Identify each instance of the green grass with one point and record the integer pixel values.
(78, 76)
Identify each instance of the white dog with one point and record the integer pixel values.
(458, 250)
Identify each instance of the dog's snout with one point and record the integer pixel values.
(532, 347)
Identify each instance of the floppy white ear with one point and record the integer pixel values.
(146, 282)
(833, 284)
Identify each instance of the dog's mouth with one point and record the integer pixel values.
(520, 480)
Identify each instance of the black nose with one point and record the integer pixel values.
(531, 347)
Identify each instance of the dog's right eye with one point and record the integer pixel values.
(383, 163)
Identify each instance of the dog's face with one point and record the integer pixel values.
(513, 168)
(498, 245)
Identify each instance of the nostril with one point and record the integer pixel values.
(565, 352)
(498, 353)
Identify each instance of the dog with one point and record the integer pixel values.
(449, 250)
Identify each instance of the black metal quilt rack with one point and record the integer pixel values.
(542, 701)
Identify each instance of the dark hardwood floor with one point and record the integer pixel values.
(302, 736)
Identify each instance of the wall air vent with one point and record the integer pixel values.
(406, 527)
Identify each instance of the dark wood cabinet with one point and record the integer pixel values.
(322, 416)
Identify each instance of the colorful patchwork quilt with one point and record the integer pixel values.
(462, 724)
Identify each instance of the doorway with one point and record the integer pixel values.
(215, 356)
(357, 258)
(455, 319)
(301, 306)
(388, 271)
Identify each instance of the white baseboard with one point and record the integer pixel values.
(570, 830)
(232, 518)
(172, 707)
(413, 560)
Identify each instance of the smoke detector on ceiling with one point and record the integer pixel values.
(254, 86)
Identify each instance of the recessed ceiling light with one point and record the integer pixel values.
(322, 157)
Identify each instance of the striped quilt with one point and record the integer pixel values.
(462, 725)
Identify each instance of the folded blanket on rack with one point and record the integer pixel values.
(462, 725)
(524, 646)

────────────────

■ WHAT IS EXPECTED
Return, word for word, the rows from the line containing "Identify each instance of the dark wood" through the final row, with both of those lines included.

■ ANSWER FOR THE TASK
Identify each instance of the dark wood cabinet with one point and record the integer pixel values.
(322, 416)
Identify each instance of the colorful patchwork quilt with one point and record the integer pixel values.
(462, 724)
Identify each instance of the doorway with one point and record the integer pixel values.
(215, 356)
(357, 258)
(455, 319)
(301, 306)
(388, 271)
Identify each instance of the white baseboard with one point and record the integer pixel values.
(570, 830)
(232, 518)
(172, 707)
(413, 560)
Identify each instance of the smoke detector on ceiling with one point and record the integer pixel values.
(254, 86)
Identify each instance of the recessed ceiling light with one point and record the integer pixel values.
(322, 157)
Identify each instance of the striped quilt with one point and record the integer pixel values.
(462, 725)
Identify each instance of the folded blanket on rack with one point and record the integer pixel values.
(462, 725)
(524, 646)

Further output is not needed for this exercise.